= Listed records =
####################

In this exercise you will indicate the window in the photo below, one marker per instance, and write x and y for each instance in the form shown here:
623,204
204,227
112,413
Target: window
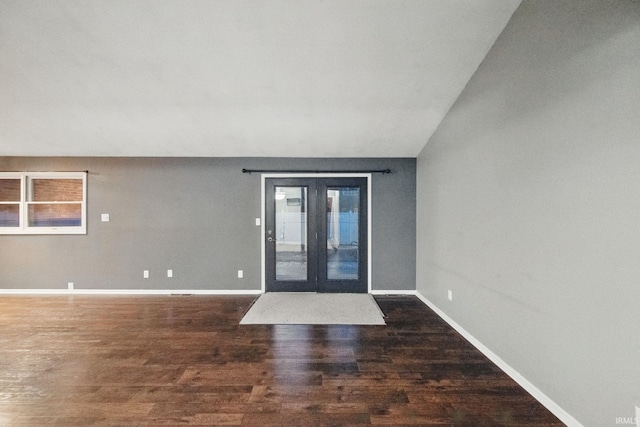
43,203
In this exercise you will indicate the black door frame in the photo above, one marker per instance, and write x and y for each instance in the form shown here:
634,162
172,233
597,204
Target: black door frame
330,180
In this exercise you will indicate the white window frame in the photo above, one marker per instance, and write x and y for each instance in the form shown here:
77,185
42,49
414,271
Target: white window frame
25,178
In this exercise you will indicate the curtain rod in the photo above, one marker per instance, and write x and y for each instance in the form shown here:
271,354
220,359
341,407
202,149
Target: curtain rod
249,171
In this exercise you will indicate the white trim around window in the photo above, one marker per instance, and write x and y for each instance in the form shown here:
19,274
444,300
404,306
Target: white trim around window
43,203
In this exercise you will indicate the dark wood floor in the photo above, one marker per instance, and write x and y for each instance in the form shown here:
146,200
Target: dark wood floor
183,360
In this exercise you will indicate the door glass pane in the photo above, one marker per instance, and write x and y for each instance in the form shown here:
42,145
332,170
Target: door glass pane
291,233
343,205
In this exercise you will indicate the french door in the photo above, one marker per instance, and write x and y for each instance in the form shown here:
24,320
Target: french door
316,235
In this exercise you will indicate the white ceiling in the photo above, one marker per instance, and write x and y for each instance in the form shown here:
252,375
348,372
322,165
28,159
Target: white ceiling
277,78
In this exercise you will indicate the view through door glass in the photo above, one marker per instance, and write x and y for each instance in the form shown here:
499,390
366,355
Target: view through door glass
316,235
291,236
343,209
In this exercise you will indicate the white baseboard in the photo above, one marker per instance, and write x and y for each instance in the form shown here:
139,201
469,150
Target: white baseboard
555,409
127,292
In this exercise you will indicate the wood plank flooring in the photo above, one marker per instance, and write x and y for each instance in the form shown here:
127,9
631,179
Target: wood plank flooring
185,360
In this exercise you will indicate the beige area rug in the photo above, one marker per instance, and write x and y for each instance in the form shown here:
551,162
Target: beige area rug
300,308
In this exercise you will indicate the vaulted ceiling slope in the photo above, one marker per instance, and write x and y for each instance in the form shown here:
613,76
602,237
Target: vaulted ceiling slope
246,78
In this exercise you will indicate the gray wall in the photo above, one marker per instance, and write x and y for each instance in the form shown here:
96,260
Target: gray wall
195,216
529,205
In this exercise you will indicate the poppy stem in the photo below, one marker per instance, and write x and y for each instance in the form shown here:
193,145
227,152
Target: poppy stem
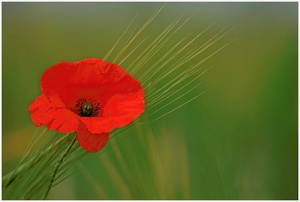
58,165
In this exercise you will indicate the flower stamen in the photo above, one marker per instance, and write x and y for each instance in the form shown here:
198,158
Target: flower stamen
87,108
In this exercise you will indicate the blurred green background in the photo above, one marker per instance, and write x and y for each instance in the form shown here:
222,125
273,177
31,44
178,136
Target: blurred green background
237,141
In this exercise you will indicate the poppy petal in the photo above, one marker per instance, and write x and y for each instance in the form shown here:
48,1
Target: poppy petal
61,119
89,141
88,78
120,111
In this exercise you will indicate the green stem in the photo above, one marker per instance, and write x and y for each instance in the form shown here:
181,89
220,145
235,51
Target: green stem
58,165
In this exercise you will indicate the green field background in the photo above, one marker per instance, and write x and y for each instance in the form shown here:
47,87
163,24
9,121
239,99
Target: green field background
236,141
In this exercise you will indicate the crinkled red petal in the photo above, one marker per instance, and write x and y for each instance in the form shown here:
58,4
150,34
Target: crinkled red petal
119,111
89,141
89,78
43,112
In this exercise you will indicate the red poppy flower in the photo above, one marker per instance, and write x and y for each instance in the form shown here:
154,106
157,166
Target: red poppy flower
91,97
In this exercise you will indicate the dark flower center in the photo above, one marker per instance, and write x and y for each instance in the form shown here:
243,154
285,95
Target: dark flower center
87,108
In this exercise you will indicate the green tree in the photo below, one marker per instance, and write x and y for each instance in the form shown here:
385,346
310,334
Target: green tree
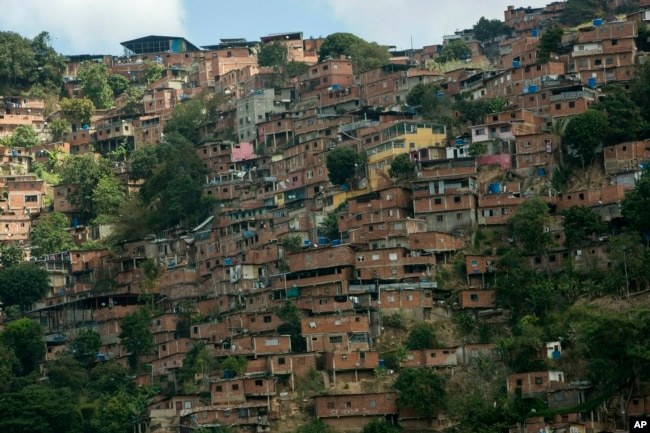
173,190
422,336
25,62
49,235
65,372
136,336
59,128
22,285
454,50
365,55
584,135
78,110
84,347
342,163
83,174
549,43
25,338
581,224
580,11
119,84
624,120
107,196
11,254
36,408
627,256
24,136
94,84
487,30
421,389
190,114
273,54
635,206
530,226
380,425
337,44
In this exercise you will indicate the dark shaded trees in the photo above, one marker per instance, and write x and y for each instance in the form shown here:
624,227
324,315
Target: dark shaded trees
94,84
624,120
635,207
365,55
583,135
421,389
36,408
173,190
22,285
49,235
25,338
580,224
342,163
486,30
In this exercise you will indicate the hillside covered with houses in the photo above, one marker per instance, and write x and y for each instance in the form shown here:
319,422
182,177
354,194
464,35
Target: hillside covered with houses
323,234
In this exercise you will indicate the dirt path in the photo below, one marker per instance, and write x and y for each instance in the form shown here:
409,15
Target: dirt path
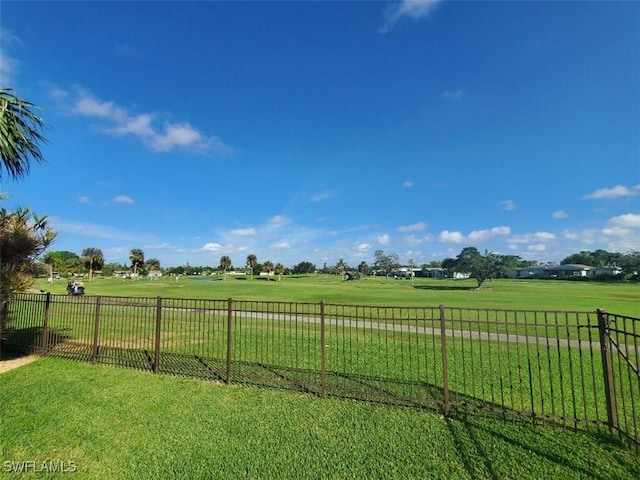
10,364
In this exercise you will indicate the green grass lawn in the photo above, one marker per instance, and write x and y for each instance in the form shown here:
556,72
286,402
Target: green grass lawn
621,298
118,423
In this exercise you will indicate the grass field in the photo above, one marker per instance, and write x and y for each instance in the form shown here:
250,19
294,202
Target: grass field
119,423
621,298
114,423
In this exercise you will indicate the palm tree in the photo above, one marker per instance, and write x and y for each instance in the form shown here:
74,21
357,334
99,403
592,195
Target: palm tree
93,260
23,237
225,264
21,132
252,261
137,260
279,270
268,267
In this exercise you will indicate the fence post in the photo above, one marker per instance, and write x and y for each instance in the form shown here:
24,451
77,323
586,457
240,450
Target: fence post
323,358
96,331
156,357
229,339
445,362
44,337
607,371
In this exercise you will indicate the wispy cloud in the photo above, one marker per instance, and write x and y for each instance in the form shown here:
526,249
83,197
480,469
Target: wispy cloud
416,227
508,205
415,9
383,239
9,66
614,192
157,134
476,236
123,199
243,232
322,196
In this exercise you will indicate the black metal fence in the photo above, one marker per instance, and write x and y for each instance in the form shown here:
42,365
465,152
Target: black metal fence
576,370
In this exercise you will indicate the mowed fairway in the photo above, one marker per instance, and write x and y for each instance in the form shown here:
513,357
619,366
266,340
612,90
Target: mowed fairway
110,423
620,298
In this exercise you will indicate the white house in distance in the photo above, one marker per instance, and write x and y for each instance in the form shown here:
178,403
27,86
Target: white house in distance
570,270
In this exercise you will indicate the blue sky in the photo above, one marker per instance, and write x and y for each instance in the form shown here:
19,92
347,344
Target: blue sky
315,131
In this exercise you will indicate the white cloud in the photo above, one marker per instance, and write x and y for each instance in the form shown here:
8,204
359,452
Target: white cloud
477,236
123,199
363,247
416,227
278,220
244,232
415,9
158,246
319,197
158,135
451,237
484,235
211,247
614,192
383,239
629,220
508,205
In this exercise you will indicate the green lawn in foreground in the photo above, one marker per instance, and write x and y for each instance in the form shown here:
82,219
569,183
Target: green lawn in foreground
621,298
116,423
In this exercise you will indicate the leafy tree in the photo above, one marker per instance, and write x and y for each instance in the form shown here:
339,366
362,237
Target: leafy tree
449,264
268,267
225,263
341,267
304,268
23,238
386,262
93,260
63,261
252,261
279,270
481,267
152,264
363,268
21,132
137,259
630,264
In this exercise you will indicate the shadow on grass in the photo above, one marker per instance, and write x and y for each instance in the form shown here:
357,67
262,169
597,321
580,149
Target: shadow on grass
475,439
444,287
474,425
18,342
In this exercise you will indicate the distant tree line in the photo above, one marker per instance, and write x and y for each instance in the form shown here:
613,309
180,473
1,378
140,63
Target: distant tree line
481,266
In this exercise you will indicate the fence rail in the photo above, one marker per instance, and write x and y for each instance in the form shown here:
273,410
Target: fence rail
572,369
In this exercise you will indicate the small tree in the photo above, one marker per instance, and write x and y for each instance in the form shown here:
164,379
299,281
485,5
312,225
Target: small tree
481,267
23,238
279,270
252,261
386,262
268,267
225,264
93,260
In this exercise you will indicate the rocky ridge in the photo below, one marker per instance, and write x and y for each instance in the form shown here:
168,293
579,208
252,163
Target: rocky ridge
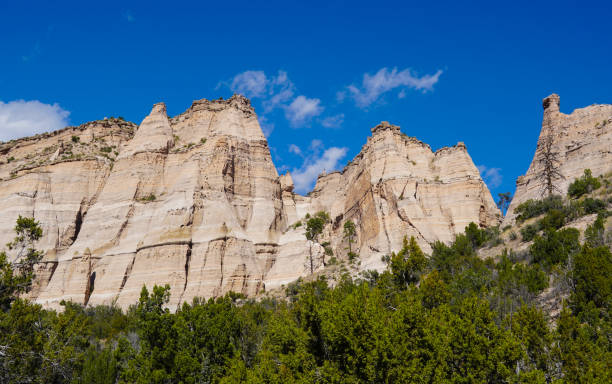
582,139
195,201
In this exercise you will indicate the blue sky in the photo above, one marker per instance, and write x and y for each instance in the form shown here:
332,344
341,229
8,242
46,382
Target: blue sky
320,74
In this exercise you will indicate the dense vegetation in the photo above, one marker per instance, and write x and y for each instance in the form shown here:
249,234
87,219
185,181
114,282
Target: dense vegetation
451,317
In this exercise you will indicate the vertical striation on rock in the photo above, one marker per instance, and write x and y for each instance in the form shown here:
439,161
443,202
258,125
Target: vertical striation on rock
582,139
195,202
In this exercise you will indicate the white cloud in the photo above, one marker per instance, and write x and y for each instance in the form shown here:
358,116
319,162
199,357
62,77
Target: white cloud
295,149
385,80
276,92
333,121
250,83
315,145
302,109
491,176
21,118
313,165
267,127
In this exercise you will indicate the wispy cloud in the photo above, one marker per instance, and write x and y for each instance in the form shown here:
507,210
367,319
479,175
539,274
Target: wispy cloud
276,92
333,121
491,176
385,80
302,110
250,83
21,118
267,127
316,161
34,53
295,149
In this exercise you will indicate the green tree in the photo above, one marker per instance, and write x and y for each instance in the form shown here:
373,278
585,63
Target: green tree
583,185
555,247
314,228
349,234
17,277
503,201
408,264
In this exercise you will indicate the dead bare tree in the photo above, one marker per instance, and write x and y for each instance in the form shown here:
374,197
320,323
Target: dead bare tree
549,162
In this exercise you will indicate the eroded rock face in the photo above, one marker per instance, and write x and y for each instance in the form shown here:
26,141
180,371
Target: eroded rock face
582,139
395,187
195,202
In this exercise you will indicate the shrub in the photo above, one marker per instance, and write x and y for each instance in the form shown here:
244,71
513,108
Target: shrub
555,247
534,208
554,219
528,232
481,237
585,184
593,205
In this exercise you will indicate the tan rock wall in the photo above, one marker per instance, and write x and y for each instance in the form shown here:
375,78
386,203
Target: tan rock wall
582,139
195,202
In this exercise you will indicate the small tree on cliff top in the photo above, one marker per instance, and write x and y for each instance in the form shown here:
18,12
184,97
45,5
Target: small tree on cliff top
548,160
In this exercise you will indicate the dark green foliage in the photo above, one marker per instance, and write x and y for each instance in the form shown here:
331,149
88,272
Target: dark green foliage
554,219
408,264
585,184
528,232
534,208
592,277
452,318
16,277
349,232
503,201
480,237
594,233
555,247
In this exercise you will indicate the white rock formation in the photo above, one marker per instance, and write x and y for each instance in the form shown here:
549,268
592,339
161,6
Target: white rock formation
195,202
582,139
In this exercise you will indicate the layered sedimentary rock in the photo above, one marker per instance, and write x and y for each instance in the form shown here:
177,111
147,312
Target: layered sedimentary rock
195,202
580,140
397,186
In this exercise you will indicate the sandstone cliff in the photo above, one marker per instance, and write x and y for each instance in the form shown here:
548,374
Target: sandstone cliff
581,140
195,201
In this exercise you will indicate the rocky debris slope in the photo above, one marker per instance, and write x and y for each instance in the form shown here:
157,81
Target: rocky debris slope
580,140
195,202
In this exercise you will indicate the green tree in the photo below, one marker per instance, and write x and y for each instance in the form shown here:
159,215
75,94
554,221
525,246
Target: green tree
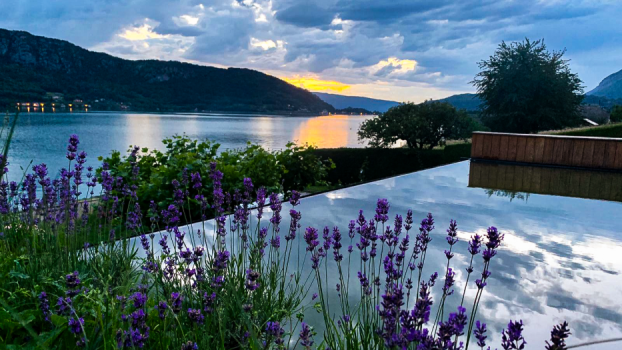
525,88
420,125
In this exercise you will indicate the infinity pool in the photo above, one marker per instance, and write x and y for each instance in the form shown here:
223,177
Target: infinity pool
561,258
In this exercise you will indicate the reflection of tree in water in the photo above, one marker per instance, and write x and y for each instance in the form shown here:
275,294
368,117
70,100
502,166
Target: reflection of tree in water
509,194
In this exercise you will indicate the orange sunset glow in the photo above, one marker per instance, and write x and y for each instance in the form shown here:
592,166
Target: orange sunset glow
314,84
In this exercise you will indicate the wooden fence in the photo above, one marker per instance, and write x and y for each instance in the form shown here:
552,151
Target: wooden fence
516,178
574,151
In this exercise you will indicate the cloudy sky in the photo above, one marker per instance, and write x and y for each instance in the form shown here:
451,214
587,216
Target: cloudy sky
404,50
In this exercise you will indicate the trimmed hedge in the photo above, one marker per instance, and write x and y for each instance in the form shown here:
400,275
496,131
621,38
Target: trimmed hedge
609,130
355,165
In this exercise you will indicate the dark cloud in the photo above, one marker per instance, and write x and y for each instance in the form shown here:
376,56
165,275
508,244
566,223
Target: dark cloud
337,39
305,14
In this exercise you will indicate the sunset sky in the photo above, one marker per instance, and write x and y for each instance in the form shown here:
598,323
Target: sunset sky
402,50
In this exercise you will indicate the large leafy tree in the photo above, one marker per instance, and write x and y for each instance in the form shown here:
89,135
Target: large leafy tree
525,88
420,125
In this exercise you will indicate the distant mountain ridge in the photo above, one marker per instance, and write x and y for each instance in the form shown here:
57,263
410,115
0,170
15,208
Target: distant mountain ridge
470,102
33,66
610,87
343,102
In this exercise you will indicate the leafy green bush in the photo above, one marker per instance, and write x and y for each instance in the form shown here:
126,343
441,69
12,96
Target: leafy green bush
293,168
424,125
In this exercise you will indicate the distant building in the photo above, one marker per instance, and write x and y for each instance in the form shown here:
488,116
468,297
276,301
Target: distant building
594,113
54,96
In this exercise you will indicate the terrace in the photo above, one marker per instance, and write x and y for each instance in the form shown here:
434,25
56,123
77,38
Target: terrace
559,260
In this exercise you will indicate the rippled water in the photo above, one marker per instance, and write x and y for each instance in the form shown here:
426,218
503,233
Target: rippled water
42,137
561,258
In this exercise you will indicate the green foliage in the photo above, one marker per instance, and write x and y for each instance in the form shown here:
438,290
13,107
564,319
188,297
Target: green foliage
294,168
420,125
525,88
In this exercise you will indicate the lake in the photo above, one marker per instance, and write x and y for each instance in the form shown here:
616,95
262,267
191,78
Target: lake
42,137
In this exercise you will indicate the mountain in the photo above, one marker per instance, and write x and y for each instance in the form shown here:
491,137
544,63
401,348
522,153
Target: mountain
33,67
343,102
610,87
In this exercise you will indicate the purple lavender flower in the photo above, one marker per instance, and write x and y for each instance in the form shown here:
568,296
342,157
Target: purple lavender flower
251,279
294,224
195,316
275,206
176,301
64,306
162,306
409,220
274,329
75,326
221,261
306,336
512,337
72,280
261,201
72,147
474,244
480,334
294,200
195,179
189,346
139,299
311,237
449,282
209,300
44,305
336,238
382,210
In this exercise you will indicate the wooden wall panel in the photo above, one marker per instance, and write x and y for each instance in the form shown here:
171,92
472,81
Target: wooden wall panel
577,153
585,152
579,183
521,142
618,162
530,149
610,155
539,157
598,156
503,148
512,148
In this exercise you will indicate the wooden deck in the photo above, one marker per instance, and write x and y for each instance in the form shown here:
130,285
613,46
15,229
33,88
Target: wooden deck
572,151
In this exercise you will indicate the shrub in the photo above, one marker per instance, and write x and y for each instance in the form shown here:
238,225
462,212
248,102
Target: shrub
157,175
229,288
524,88
424,125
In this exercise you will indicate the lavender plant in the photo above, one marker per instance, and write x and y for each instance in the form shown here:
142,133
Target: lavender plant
241,281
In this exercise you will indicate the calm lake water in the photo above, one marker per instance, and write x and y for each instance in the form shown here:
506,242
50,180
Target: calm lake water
560,260
42,138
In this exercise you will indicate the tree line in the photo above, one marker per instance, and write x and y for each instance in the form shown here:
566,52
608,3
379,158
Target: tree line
524,88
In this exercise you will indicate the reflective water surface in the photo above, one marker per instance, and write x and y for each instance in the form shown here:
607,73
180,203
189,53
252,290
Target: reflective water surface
561,258
42,137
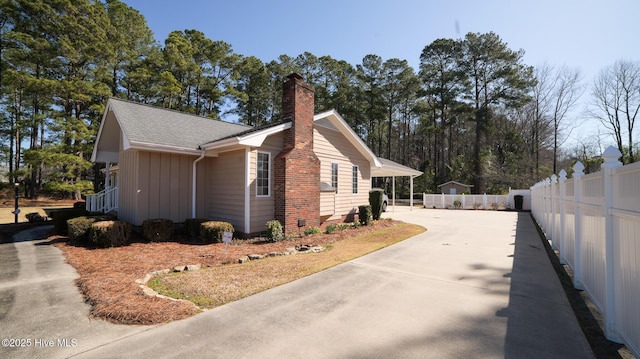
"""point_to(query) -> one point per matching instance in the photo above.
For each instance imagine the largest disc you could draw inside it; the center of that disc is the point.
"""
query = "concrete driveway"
(476, 284)
(42, 313)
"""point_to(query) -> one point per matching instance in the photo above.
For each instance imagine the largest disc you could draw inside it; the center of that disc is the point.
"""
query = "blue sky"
(584, 34)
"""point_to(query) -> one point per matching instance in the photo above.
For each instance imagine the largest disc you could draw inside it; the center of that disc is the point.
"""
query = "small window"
(354, 180)
(334, 176)
(263, 174)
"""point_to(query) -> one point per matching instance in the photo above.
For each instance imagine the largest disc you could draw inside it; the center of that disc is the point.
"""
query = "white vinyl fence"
(593, 221)
(476, 201)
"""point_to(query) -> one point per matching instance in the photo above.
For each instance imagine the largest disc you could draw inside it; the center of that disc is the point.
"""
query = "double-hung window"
(263, 174)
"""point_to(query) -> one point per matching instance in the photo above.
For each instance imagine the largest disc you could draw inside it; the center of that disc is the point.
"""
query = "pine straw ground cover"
(108, 276)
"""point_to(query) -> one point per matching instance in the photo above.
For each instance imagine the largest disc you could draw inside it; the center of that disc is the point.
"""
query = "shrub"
(274, 231)
(365, 215)
(312, 230)
(61, 216)
(35, 217)
(80, 205)
(212, 231)
(375, 200)
(192, 226)
(79, 228)
(157, 230)
(110, 233)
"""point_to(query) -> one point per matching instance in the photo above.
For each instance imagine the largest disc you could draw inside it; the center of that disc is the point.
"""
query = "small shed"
(453, 187)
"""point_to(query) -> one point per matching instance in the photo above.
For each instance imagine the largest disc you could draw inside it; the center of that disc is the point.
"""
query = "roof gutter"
(193, 184)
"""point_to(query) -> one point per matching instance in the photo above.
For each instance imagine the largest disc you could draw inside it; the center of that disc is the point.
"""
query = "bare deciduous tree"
(616, 103)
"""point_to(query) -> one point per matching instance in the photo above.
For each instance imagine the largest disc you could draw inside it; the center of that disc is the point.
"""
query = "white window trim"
(337, 175)
(270, 174)
(357, 182)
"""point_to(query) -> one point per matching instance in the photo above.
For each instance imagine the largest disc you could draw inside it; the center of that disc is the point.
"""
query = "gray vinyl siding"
(332, 147)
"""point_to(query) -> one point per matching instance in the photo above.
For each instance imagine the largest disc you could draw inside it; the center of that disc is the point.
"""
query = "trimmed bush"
(61, 216)
(192, 226)
(79, 228)
(157, 230)
(35, 217)
(312, 230)
(110, 233)
(375, 200)
(212, 231)
(274, 231)
(365, 215)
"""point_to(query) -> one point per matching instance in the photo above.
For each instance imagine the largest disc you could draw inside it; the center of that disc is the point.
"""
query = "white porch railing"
(104, 201)
(593, 221)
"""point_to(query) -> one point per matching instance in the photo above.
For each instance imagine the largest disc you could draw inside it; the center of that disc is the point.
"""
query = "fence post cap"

####################

= Work required =
From the first line of the records through the line with "In this exercise you will indicate the curtain", reproduce each line exactly and leave the pictures out.

= Response to the task =
In this exercise you will indicate the window in the photo below, one marker per instance, and write x and y for each instance in the form shown here:
623,204
204,227
112,413
Target: window
43,203
In this exercise you will indicate the black door frame in the photo above, one marker per instance, and write x and y for each instance in the form shown here:
634,162
172,233
597,204
Target: black door frame
330,180
In this exercise you will indicate the white window frame in the photo above, one marker per instance, and write x and y for each instance in the form shown here:
77,185
42,49
414,271
Target: white window frame
25,178
In this exercise you will indicate the curtain rod in the photo above, one marker per instance, and write x and y for each instance in the form shown here:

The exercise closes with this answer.